• [Задачи]
1 – Согласуются ли с текстом о церковном этикете утверждения ниже? Ответьте на каждое «да» или «нет» и приведите решающие слова текста точной цитатой.
(a) Письменные обращения в церковных организациях называются «заявлениями».
(b) До августа 2010 года епископ Пантелеимон был протоиереем Аркадием Шатовым.
(c) Обобщенная виноватость может перерасти в комплекс вины.
2 – Продолжите текст о церковном этикете, начав сразу после его последнего предложения.

• [Исходный текст]

**********

Категория вины в «церковном этикете»

Заметим, что индоктринация вины своеобразно выражается и в «церковном этикете», например в формах внутрицерковных деловых обращений. Поясним. Типичной для обращающихся к вышестоящему лицу в церковных приходах или церковных организациях формой подписи в конце обращений является: «Недостойный послушник Вашего Высокопреподобия» (или послушница), «Нижайший послушник» «Многогрешная раба такая-то»[41]. В некоторых формулировках «недостоинства» декларируется вместе со «смирением».

То есть обращающийся на декларативном уровне должен признавать свое несоответствие требованиям, ставя себя в парадигму «априори виноватого». А оказываясь «априори виновным», «виновным тотально», человек ставится в ситуацию сниженного личного выбора и деконкретизации. У такого «виноватого в целом» исчезают основания для осознания «вины в частности», то есть выяснения, а в чем он именно виноват. Снижается потребность анализа объективных недостатков, а обобщенная виноватость может перерастать в итоге в комплекс вины.

Заметим, что сами письменные обращения в церковно-приходском обиходе и церковных организациях называются не «заявлениями», а «прошениями». То есть подразумевается, что человек не должен «заявлять» свою волю, а должен «просить», декларируя свою готовность к отказу в просимом, то есть держать свое сознание в состоянии депривации. Просительная декларация имеет разные формулировки, отличающиеся по степени вычурности, например: «Испрашивая благословения Вашего Высокопреподобия, обращаюсь к Вам с просьбой…» [42].

Этот этикет присущ официальным церковным организациям, но и на приходах, рассматриваемых нами, священники настаивают на необходимости употребления вышеприведенных самоуничижительных формул. Известный московский духовник, возглавляющий приход царевича Димитрия при Первой Градской больнице епископ Пантелеимон (Шатов, до августа 2010 года – протоиерей Аркадий Шатов), защищая подобный церковный этикет, апеллирует к самопринижению из литургической практики: «Что же на Литургии перед причастием я признаю себя худшим  из грешников, когда говорю слова «от них же первый есмь аз»…» [43].

**********

• [Содержимое набора данных]
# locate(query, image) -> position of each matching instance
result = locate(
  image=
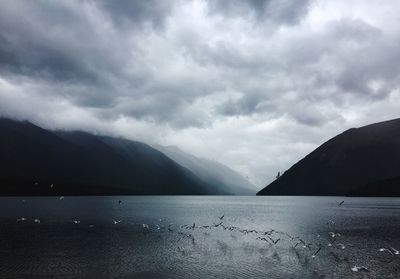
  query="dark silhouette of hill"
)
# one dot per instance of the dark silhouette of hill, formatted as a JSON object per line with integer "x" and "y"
{"x": 347, "y": 162}
{"x": 217, "y": 174}
{"x": 79, "y": 163}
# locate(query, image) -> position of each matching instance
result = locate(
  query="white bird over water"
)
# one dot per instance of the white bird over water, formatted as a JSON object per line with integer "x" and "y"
{"x": 359, "y": 268}
{"x": 396, "y": 252}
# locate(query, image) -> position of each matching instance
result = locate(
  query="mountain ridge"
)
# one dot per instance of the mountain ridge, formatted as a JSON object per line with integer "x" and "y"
{"x": 348, "y": 161}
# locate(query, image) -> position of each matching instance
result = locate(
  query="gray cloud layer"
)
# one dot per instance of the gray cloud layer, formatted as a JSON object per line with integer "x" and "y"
{"x": 254, "y": 84}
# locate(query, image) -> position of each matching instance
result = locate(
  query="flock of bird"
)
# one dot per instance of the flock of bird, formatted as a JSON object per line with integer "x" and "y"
{"x": 270, "y": 237}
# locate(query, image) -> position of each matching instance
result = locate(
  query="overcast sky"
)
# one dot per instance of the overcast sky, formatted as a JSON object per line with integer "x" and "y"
{"x": 253, "y": 84}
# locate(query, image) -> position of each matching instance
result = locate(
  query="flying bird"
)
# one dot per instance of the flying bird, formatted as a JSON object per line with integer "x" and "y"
{"x": 359, "y": 268}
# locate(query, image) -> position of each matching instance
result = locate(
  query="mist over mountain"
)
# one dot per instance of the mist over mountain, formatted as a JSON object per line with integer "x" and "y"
{"x": 220, "y": 176}
{"x": 360, "y": 161}
{"x": 35, "y": 161}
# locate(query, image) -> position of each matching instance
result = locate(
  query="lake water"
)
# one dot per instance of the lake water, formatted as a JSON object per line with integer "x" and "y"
{"x": 260, "y": 237}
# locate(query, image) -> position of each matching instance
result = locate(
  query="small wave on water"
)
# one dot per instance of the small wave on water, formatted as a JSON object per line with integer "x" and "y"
{"x": 157, "y": 238}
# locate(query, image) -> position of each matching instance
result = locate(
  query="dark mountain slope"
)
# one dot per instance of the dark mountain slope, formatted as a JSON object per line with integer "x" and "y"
{"x": 80, "y": 163}
{"x": 348, "y": 161}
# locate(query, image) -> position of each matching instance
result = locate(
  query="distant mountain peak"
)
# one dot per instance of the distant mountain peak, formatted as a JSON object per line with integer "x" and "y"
{"x": 352, "y": 159}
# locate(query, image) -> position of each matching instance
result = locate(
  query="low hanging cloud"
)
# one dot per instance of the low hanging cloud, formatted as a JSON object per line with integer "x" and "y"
{"x": 253, "y": 84}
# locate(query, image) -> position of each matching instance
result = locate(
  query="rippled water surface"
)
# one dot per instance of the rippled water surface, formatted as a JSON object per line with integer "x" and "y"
{"x": 199, "y": 237}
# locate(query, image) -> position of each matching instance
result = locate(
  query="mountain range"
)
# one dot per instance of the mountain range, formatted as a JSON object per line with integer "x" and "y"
{"x": 361, "y": 161}
{"x": 36, "y": 161}
{"x": 224, "y": 178}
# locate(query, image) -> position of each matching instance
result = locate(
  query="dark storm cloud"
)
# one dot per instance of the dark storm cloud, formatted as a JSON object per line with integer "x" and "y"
{"x": 223, "y": 72}
{"x": 134, "y": 13}
{"x": 279, "y": 11}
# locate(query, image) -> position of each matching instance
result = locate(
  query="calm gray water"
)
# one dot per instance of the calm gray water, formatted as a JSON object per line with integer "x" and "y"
{"x": 260, "y": 237}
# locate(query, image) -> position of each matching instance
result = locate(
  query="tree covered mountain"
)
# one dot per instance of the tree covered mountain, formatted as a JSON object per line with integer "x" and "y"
{"x": 220, "y": 176}
{"x": 346, "y": 164}
{"x": 35, "y": 161}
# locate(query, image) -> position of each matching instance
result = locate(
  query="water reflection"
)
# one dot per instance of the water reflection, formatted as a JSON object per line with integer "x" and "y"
{"x": 204, "y": 237}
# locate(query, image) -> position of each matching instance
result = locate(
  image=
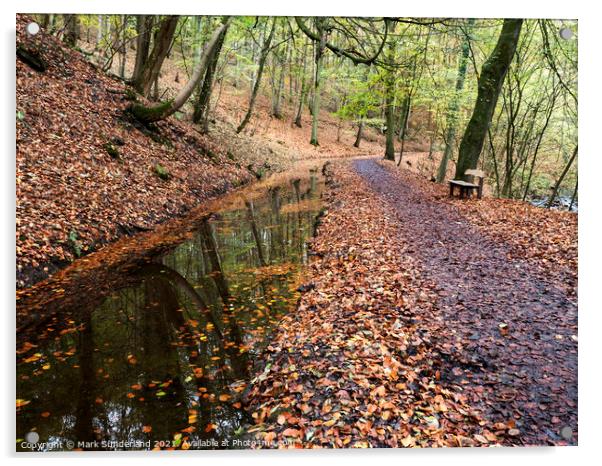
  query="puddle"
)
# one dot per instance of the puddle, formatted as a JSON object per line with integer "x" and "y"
{"x": 160, "y": 355}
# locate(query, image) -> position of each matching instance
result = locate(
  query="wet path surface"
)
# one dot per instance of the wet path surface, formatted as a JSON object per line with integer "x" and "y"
{"x": 158, "y": 353}
{"x": 522, "y": 372}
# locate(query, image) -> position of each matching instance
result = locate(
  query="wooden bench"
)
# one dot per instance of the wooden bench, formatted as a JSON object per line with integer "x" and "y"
{"x": 465, "y": 187}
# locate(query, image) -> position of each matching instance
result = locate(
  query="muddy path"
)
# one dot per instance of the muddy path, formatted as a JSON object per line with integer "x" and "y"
{"x": 524, "y": 371}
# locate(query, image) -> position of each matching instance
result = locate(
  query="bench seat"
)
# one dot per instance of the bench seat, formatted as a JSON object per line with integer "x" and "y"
{"x": 463, "y": 183}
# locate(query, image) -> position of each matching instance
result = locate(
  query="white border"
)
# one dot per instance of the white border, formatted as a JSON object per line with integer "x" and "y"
{"x": 590, "y": 168}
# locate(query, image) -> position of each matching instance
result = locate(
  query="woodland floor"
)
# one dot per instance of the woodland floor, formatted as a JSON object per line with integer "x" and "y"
{"x": 421, "y": 327}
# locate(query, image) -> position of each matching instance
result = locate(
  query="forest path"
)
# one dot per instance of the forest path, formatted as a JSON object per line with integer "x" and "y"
{"x": 527, "y": 377}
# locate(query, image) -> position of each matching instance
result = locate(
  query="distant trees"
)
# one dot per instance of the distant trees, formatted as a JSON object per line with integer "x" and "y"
{"x": 457, "y": 88}
{"x": 149, "y": 66}
{"x": 201, "y": 106}
{"x": 71, "y": 33}
{"x": 149, "y": 114}
{"x": 452, "y": 110}
{"x": 263, "y": 56}
{"x": 490, "y": 84}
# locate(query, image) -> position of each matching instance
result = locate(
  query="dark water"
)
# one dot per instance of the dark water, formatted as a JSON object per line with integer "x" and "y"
{"x": 163, "y": 360}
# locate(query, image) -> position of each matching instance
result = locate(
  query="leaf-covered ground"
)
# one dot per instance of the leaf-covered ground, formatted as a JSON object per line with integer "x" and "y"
{"x": 417, "y": 328}
{"x": 87, "y": 174}
{"x": 72, "y": 195}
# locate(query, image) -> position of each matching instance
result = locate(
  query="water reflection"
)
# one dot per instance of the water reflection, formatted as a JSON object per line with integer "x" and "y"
{"x": 166, "y": 356}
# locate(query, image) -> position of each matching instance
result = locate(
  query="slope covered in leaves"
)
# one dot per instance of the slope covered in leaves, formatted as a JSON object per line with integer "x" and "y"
{"x": 546, "y": 238}
{"x": 355, "y": 365}
{"x": 86, "y": 173}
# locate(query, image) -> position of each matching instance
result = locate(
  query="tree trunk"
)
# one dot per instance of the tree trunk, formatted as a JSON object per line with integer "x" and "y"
{"x": 390, "y": 102}
{"x": 489, "y": 86}
{"x": 317, "y": 82}
{"x": 152, "y": 66}
{"x": 122, "y": 46}
{"x": 144, "y": 26}
{"x": 561, "y": 178}
{"x": 71, "y": 30}
{"x": 407, "y": 105}
{"x": 360, "y": 130}
{"x": 452, "y": 110}
{"x": 201, "y": 108}
{"x": 169, "y": 107}
{"x": 298, "y": 121}
{"x": 265, "y": 49}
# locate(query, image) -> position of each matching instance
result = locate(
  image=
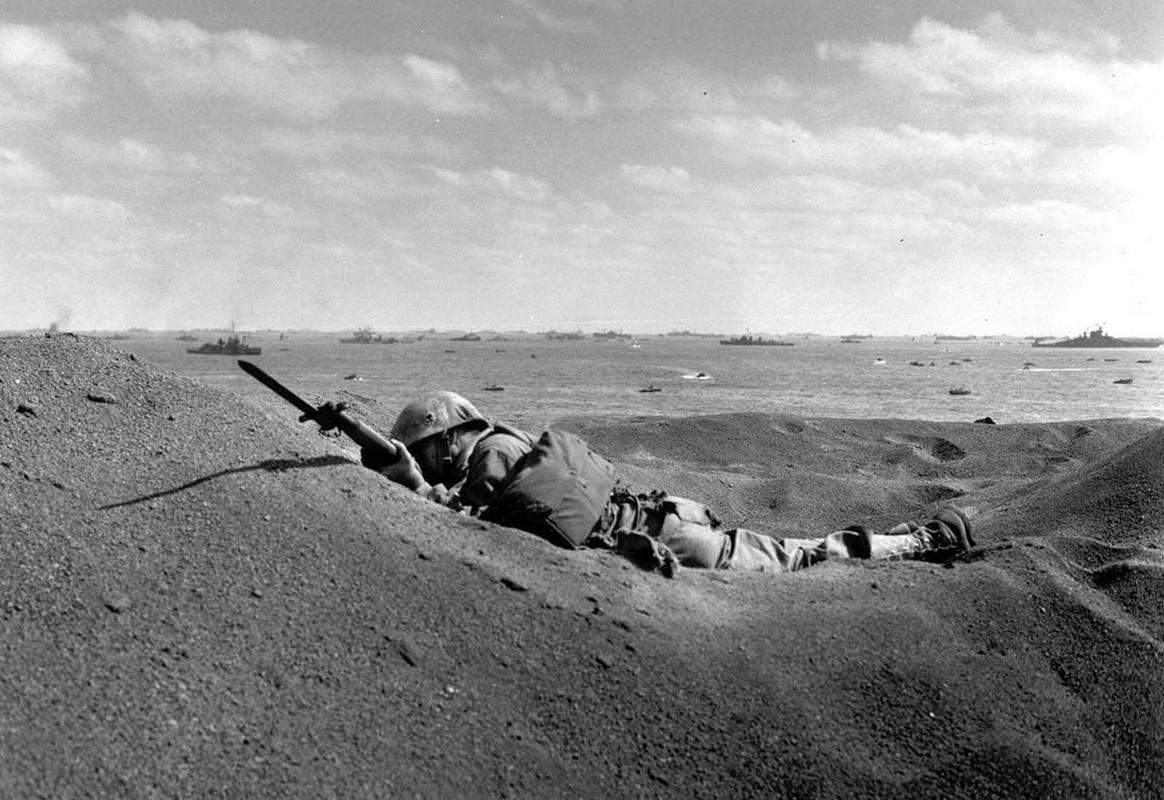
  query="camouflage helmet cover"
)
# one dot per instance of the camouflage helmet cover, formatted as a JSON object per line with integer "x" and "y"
{"x": 433, "y": 413}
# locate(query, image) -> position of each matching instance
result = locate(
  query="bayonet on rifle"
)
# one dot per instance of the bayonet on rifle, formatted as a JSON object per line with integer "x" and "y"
{"x": 329, "y": 415}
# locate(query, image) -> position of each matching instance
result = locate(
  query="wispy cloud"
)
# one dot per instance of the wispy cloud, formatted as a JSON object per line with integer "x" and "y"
{"x": 37, "y": 76}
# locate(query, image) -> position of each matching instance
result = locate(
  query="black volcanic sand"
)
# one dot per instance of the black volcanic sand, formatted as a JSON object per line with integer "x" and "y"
{"x": 203, "y": 597}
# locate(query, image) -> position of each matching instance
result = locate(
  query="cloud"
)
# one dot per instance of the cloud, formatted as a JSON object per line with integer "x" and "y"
{"x": 269, "y": 209}
{"x": 552, "y": 21}
{"x": 681, "y": 87}
{"x": 332, "y": 142}
{"x": 18, "y": 171}
{"x": 284, "y": 77}
{"x": 660, "y": 178}
{"x": 1016, "y": 79}
{"x": 792, "y": 146}
{"x": 37, "y": 77}
{"x": 560, "y": 90}
{"x": 84, "y": 207}
{"x": 127, "y": 154}
{"x": 497, "y": 181}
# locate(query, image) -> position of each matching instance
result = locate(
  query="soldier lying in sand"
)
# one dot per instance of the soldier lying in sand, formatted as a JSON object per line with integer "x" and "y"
{"x": 558, "y": 488}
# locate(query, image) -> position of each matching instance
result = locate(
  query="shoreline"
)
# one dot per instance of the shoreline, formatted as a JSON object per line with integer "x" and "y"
{"x": 203, "y": 595}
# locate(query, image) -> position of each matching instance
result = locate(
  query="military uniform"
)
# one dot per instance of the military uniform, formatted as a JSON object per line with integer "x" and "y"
{"x": 664, "y": 531}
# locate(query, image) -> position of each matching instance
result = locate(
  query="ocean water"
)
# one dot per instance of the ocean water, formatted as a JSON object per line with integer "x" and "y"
{"x": 544, "y": 380}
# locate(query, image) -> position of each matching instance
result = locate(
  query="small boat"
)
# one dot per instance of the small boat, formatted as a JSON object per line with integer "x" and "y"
{"x": 229, "y": 346}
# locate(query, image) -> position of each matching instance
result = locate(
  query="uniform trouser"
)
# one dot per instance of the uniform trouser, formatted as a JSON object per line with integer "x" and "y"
{"x": 691, "y": 532}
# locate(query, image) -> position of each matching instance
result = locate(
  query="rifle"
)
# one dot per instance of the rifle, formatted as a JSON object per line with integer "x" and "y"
{"x": 329, "y": 416}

**********

• [Ответы по порядку]
1 –
(a) Нет: «называются не «заявлениями», а «прошениями»».
(b) Да: «(Шатов, до августа 2010 года – протоиерей Аркадий Шатов)».
(c) Да: «обобщенная виноватость может перерастать в итоге в комплекс вины».

2 –
В целом очень мало кто из приходского духовенства готов признать наличие проблемы в индоктринации вины в современной практике церковно-приходской жизни. Но такие священники есть. Наиболее внятно это делает игумен Петр (Мещеринов), который констатирует в качестве проблемы, что в современном православии в России утвердилась идеология всегреховности, отмечая, что современному человеку в Церкви волей-неволей навязывается мысль о его ничтожестве, "окаянстве", своего рода несостоятельности. По словам о. Петра, эта мысль «в нашей церковной среде получила самое массовое распространение, расширительное применение»! Она сводится к следующему: "я – ничтожество, жалкий грешник, все во мне – зло и грех, мне приготовлены вечные муки, страшный суд, ад, погибель; правда, есть шанс всего этого избежать. Этот шанс заключается как раз в том, чтобы всегда ощущать себя ничтожнейшим, грешным, уродливым, недостойнейшим существом, ни на что, кроме греха, не годным (и это называется "смирением"), и каяться, каяться, и только каяться всю жизнь. Целью духовной жизни при этом становится исключительно убеждение себя в крайней своей грешности и тотальное самоугрызение, ибо всего прочего мы абсолютно недостойны" [44].

Заместитель руководителя Патриаршего центра духовного развития детей и молодежи Юрий Белановский видит в индоктринации вины одну из причин усиливающегося феномена расцерковления, говоря, что «Так, может потому многие мало чувствуют присутствие Бога, или не имеют в голове память об этом опыте, что им все время говорят, что они по определению виновны и только на них лежит ответственность за то, что Бога не знают?» [45].

 

Депривация жизненного пространства в церковно-приходской культуре

Перейдем к более общему вопросу - попробуем на основе рассмотренных категорий, понять, что представляет в церковной системе ценностей понятие «жизнь». Как на нем отражаются вышеприведенные категории «послушания», «смирения», «вины» и «греха»? Какова церковная концепция жизненного пространства?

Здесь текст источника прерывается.